# Goal of the exercise:
Copy everything from the line containing "In this picture, where can the bird's wing" down through the last of the lines below, requests included, and add -101 to every coordinate in the answers. Leave the pictures out.

# Supplied data:
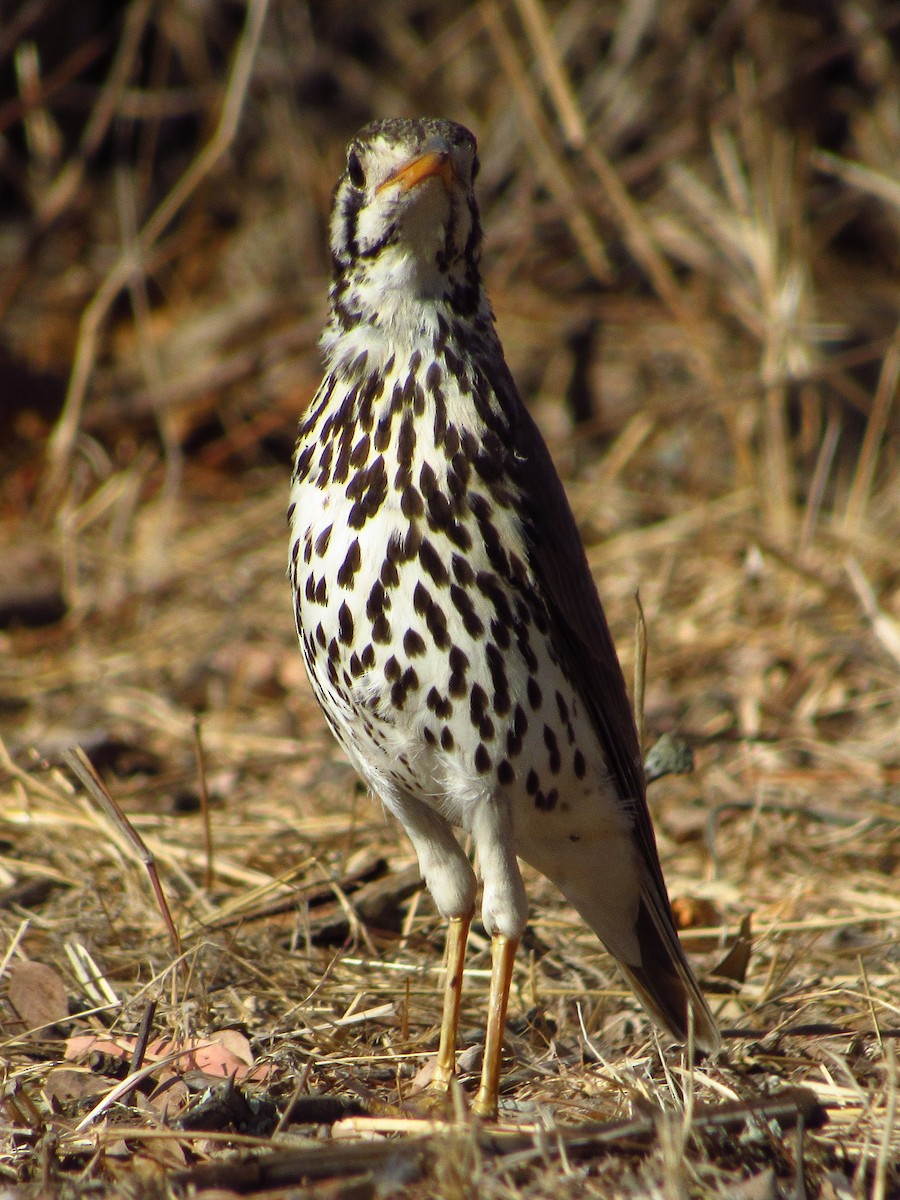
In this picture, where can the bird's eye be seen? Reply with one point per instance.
(354, 169)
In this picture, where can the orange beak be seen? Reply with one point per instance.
(433, 163)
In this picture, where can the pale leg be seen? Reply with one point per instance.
(456, 936)
(503, 954)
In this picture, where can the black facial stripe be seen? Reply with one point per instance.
(388, 239)
(351, 204)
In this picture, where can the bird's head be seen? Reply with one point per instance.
(405, 226)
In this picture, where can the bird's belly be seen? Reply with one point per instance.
(438, 676)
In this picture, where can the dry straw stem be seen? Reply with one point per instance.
(131, 261)
(81, 765)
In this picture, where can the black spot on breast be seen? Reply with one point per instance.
(378, 601)
(462, 570)
(345, 624)
(413, 643)
(550, 742)
(546, 803)
(359, 455)
(304, 461)
(367, 489)
(439, 705)
(323, 540)
(351, 564)
(459, 666)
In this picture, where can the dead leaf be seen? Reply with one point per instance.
(225, 1054)
(65, 1084)
(39, 995)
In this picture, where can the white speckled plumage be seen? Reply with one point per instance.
(447, 616)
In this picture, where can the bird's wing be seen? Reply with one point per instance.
(664, 981)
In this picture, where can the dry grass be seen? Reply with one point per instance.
(691, 217)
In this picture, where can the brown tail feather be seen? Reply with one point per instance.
(665, 983)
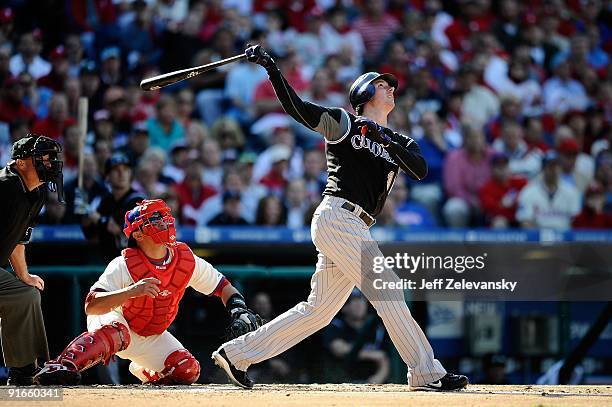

# Exercise response:
In this picture, where can the bird's wing be seen? Reply with one point per instance.
(563, 880)
In this picture, where can the dry grass be seen? Reply with one point per instance.
(590, 116)
In this picture, where can the brown tail feather be seen? Reply with one point per instance.
(564, 882)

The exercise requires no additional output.